═════ 文書抜粋 ═════

本書は当初、前著『武州拝島大師本覚院の歴史文化』が、これまで社寺の縁起としてしか取り上げられなかった拝島大師の由来事蹟を、歴史学・文学など文系諸学の総合的観点で考察する、つまり拝島大師の歴史文化を分析しようとしたのに対して、その史料編を編纂しようと意図した。
そこでまず、拝島大師に祀る元三大師・慈恵大師の伝記を悉皆調査しようと思って各種伝記を集め、それが多く漢文で書かれているため、その史料題目(綱文)を付し、〔読み下し〕〔語句説明〕〔史料研究〕を厳密に検討してみると、意外な成果が次々と出て来るだけでなく、歴史的人物の大師がいかにして信仰の対象となったかの説明が出来ることに気がついた。
それではというので、第二編では前著であえて割愛した慈恵大師良源の自筆文書史料の研究をし、第六章「二十六ヶ条制式」と第七章「良源御遺告」を検討した。これらの史料の厳密な考証研究により、大師の生涯、その仏教者として、また天台座主比叡山延暦寺貫首として一宗の綱紀粛正を計ったことが了解された。後者の「御遺告」は、「初めて没後の事を記す」と表題が付けられ、病気に罹った大師良源が没後の後事を弟子たちに指示したもの。いずれも大師の比叡山改革と朝野の布教の具体を知る上で重要な事実が浮かんできた。日本史・宗教史・文化史の史料としても案外重要で、他にはない歴史文化史料であることを指摘したい。

═════

## 記述課題 1
上の文書抜粋を、全文そのまま複製してください。
## 記述課題 2
下のレコードで文字列「stone」を含む行の数を答えてください。回答は数値のみとします。

═════ 処理対象レコード ═════

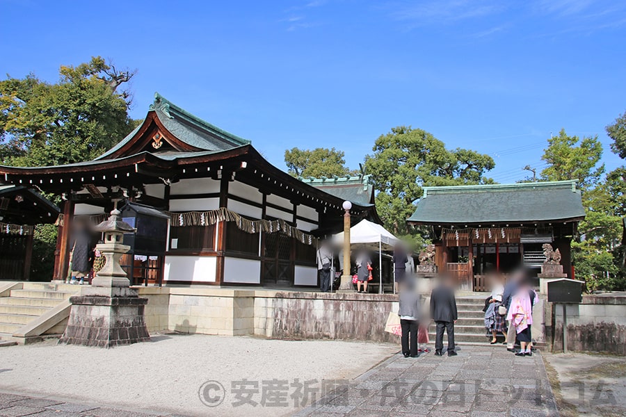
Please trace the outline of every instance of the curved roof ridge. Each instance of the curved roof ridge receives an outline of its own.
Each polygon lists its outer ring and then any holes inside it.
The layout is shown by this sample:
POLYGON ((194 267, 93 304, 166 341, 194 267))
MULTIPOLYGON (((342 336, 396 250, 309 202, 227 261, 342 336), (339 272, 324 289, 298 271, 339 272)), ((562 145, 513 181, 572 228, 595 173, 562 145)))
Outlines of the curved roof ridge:
POLYGON ((150 104, 150 109, 151 111, 160 110, 170 119, 175 118, 175 116, 172 115, 172 113, 173 112, 180 118, 184 119, 187 122, 189 122, 200 129, 207 129, 212 131, 214 133, 217 134, 223 139, 233 140, 236 142, 239 142, 239 145, 248 145, 252 143, 252 141, 248 140, 248 139, 243 139, 240 136, 231 133, 227 131, 220 129, 217 126, 209 123, 206 120, 191 114, 188 111, 168 100, 166 98, 159 94, 159 92, 154 93, 154 101, 150 104))

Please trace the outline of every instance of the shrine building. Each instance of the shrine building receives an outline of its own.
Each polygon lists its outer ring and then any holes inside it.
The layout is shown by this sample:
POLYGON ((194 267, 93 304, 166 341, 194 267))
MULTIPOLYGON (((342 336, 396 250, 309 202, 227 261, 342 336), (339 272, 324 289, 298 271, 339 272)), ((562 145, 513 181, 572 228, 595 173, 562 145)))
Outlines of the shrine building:
POLYGON ((488 291, 485 273, 519 266, 537 272, 549 243, 574 276, 570 243, 585 217, 575 181, 424 187, 407 220, 428 227, 439 272, 456 276, 465 291, 488 291))
POLYGON ((380 222, 367 176, 295 178, 158 93, 142 124, 96 159, 0 166, 0 183, 62 196, 58 281, 72 220, 97 224, 114 205, 136 229, 122 260, 134 284, 316 286, 317 239, 342 229, 345 199, 353 222, 380 222))

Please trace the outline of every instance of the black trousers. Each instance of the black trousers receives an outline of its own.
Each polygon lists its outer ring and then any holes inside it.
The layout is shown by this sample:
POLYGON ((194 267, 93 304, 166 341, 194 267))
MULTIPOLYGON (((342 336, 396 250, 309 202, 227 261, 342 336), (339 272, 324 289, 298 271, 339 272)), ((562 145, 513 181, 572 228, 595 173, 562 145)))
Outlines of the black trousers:
POLYGON ((435 350, 443 350, 443 332, 448 334, 448 352, 454 350, 454 323, 452 322, 435 322, 437 333, 435 338, 435 350))
POLYGON ((408 353, 411 356, 417 356, 417 320, 400 319, 400 328, 402 329, 402 353, 408 353))
POLYGON ((322 267, 321 270, 319 270, 320 273, 320 279, 319 279, 319 289, 323 293, 330 291, 330 267, 328 266, 328 268, 325 267, 322 267))

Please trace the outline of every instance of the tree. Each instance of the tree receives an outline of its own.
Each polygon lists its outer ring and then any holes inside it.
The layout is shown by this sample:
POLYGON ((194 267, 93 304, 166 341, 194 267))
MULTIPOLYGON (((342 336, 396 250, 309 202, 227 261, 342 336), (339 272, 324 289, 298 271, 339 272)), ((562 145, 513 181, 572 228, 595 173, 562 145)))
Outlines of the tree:
POLYGON ((343 177, 356 173, 346 167, 345 152, 334 147, 300 149, 297 147, 284 152, 284 163, 294 177, 343 177))
POLYGON ((449 150, 441 140, 419 129, 401 126, 376 139, 374 154, 365 158, 376 189, 376 207, 389 230, 411 236, 418 244, 425 231, 415 234, 406 219, 415 211, 413 202, 425 186, 455 186, 491 183, 485 174, 495 163, 488 155, 457 148, 449 150))
POLYGON ((548 139, 548 147, 541 158, 548 163, 541 177, 547 181, 575 179, 581 189, 586 190, 598 183, 604 173, 602 145, 595 137, 568 136, 564 129, 559 136, 548 139))
POLYGON ((626 112, 615 120, 613 124, 607 126, 607 133, 613 139, 611 150, 626 159, 626 112))
POLYGON ((0 158, 19 166, 61 165, 95 158, 124 138, 134 72, 100 57, 62 66, 54 84, 33 74, 0 81, 0 158), (121 90, 121 91, 120 91, 121 90))
POLYGON ((548 181, 577 180, 580 186, 585 219, 578 227, 572 243, 576 275, 586 282, 587 290, 614 289, 620 280, 613 252, 619 245, 622 220, 616 204, 615 188, 620 186, 617 174, 602 182, 604 165, 600 163, 602 146, 597 136, 568 136, 561 129, 548 140, 542 159, 548 166, 541 179, 548 181))

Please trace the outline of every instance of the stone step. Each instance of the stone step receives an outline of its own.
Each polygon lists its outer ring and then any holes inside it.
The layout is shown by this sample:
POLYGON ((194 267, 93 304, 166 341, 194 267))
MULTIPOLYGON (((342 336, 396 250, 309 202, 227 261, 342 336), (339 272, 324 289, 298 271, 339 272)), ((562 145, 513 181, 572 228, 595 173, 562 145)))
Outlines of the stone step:
POLYGON ((11 323, 15 325, 27 325, 38 316, 32 314, 14 314, 10 313, 0 313, 0 322, 11 323))
POLYGON ((11 290, 11 297, 26 298, 48 298, 49 300, 67 300, 76 293, 46 290, 11 290))
POLYGON ((457 310, 458 318, 485 318, 485 313, 482 311, 465 311, 463 310, 457 310))
MULTIPOLYGON (((29 300, 32 300, 29 299, 29 300)), ((55 300, 56 301, 56 300, 55 300)), ((58 304, 58 303, 56 303, 58 304)), ((29 305, 18 305, 18 304, 0 304, 0 314, 2 313, 11 313, 11 314, 26 314, 29 316, 41 316, 48 310, 49 310, 51 306, 33 306, 29 305)))
POLYGON ((0 341, 13 341, 13 336, 10 333, 0 332, 0 341))
MULTIPOLYGON (((435 334, 429 333, 428 337, 431 339, 431 343, 435 343, 435 334)), ((447 345, 447 337, 446 336, 445 333, 444 334, 444 348, 447 345)), ((463 343, 463 342, 472 342, 472 343, 484 343, 485 345, 489 345, 488 342, 491 341, 491 336, 487 337, 485 334, 465 334, 465 333, 460 333, 456 332, 455 329, 454 332, 454 343, 463 343)), ((493 345, 494 346, 498 346, 499 345, 493 345)), ((506 346, 503 346, 501 344, 499 346, 502 348, 506 348, 506 346)))
POLYGON ((15 323, 3 323, 0 322, 0 333, 9 333, 13 334, 16 330, 23 327, 24 325, 16 325, 15 323))
MULTIPOLYGON (((435 334, 435 326, 431 326, 428 330, 433 334, 435 334)), ((482 325, 467 325, 465 324, 459 324, 458 322, 454 325, 454 334, 486 334, 487 329, 482 325)))
POLYGON ((485 324, 485 320, 481 316, 480 318, 459 316, 456 321, 458 326, 482 326, 485 324))
POLYGON ((483 308, 484 307, 484 304, 460 304, 459 302, 456 303, 456 309, 457 310, 463 310, 464 311, 483 311, 483 308))
POLYGON ((69 291, 78 292, 78 286, 69 284, 53 284, 50 282, 24 282, 22 284, 24 290, 40 290, 47 291, 69 291))
POLYGON ((0 297, 0 306, 54 307, 63 300, 54 298, 30 298, 26 297, 0 297))

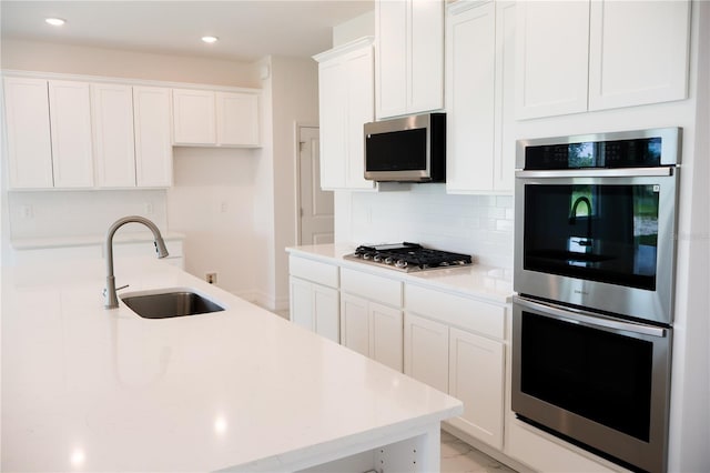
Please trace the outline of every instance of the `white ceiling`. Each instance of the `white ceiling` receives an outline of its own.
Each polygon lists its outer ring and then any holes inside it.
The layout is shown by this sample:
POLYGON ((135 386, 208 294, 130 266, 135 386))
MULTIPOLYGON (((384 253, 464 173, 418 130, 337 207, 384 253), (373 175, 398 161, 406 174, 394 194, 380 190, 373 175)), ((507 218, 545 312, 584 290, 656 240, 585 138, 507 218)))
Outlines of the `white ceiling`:
POLYGON ((332 46, 332 28, 374 0, 0 2, 2 39, 251 62, 268 54, 311 57, 332 46), (67 20, 51 27, 47 17, 67 20), (216 36, 214 44, 203 36, 216 36))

═════

## 完全解答 1
本書は当初、前著『武州拝島大師本覚院の歴史文化』が、これまで社寺の縁起としてしか取り上げられなかった拝島大師の由来事蹟を、歴史学・文学など文系諸学の総合的観点で考察する、つまり拝島大師の歴史文化を分析しようとしたのに対して、その史料編を編纂しようと意図した。
そこでまず、拝島大師に祀る元三大師・慈恵大師の伝記を悉皆調査しようと思って各種伝記を集め、それが多く漢文で書かれているため、その史料題目(綱文)を付し、〔読み下し〕〔語句説明〕〔史料研究〕を厳密に検討してみると、意外な成果が次々と出て来るだけでなく、歴史的人物の大師がいかにして信仰の対象となったかの説明が出来ることに気がついた。
それではというので、第二編では前著であえて割愛した慈恵大師良源の自筆文書史料の研究をし、第六章「二十六ヶ条制式」と第七章「良源御遺告」を検討した。これらの史料の厳密な考証研究により、大師の生涯、その仏教者として、また天台座主比叡山延暦寺貫首として一宗の綱紀粛正を計ったことが了解された。後者の「御遺告」は、「初めて没後の事を記す」と表題が付けられ、病気に罹った大師良源が没後の後事を弟子たちに指示したもの。いずれも大師の比叡山改革と朝野の布教の具体を知る上で重要な事実が浮かんできた。日本史・宗教史・文化史の史料としても案外重要で、他にはない歴史文化史料であることを指摘したい。

## 完全解答 2
2